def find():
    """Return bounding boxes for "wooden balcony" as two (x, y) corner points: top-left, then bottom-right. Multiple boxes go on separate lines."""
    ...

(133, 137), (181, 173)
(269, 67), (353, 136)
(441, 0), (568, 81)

-----

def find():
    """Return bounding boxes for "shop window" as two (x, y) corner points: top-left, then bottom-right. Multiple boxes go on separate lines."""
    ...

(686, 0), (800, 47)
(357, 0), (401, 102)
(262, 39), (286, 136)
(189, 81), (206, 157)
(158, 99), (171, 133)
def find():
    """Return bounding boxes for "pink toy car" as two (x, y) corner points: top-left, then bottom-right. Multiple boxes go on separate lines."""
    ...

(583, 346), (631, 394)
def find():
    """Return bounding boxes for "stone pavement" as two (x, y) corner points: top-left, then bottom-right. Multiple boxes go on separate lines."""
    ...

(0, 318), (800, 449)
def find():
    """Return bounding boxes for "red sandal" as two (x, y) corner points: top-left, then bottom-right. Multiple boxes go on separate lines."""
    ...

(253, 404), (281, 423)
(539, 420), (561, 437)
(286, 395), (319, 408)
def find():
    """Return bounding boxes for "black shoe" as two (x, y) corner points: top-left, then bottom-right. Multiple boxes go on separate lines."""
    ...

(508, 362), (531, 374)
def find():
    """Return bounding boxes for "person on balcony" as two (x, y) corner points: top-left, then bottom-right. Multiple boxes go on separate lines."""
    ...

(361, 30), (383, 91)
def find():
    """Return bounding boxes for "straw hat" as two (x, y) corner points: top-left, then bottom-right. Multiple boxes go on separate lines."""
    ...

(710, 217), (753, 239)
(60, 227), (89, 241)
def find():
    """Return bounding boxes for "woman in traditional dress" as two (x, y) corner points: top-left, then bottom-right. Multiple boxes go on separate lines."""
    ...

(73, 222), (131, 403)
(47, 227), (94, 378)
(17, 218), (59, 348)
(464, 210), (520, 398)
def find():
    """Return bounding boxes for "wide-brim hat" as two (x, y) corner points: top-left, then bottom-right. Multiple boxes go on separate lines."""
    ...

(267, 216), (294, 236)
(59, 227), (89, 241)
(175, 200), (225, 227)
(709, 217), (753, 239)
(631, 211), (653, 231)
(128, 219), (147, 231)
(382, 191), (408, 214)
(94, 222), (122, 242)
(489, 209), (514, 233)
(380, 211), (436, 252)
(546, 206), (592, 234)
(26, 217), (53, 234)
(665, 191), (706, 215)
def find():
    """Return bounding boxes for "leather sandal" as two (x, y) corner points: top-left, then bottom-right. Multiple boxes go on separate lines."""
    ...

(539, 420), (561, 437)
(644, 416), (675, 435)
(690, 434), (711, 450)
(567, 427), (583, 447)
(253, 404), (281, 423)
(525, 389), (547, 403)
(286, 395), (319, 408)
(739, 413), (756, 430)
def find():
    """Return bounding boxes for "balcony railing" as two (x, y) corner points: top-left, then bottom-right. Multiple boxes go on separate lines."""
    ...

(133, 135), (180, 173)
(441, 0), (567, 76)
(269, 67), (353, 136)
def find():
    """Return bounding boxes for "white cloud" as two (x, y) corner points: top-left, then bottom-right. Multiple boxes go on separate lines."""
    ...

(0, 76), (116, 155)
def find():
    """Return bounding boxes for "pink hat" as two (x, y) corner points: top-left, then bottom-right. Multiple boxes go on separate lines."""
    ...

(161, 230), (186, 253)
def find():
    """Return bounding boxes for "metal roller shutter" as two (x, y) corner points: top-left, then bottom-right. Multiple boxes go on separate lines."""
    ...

-----

**Request**
Locate every line in the records above that contains the string "sandal" and copy each one out. The match is case-sensitive.

**Exercise response**
    """Return bounding boxes for "red sandal" as two (x, y) corner points: top-left, then bottom-right. Multiple boxes go on separate lines."""
    """Return bounding boxes for "leather sandal" as two (x, y) corner points: top-left, then bottom-right. Multiple boxes go on separate lines."""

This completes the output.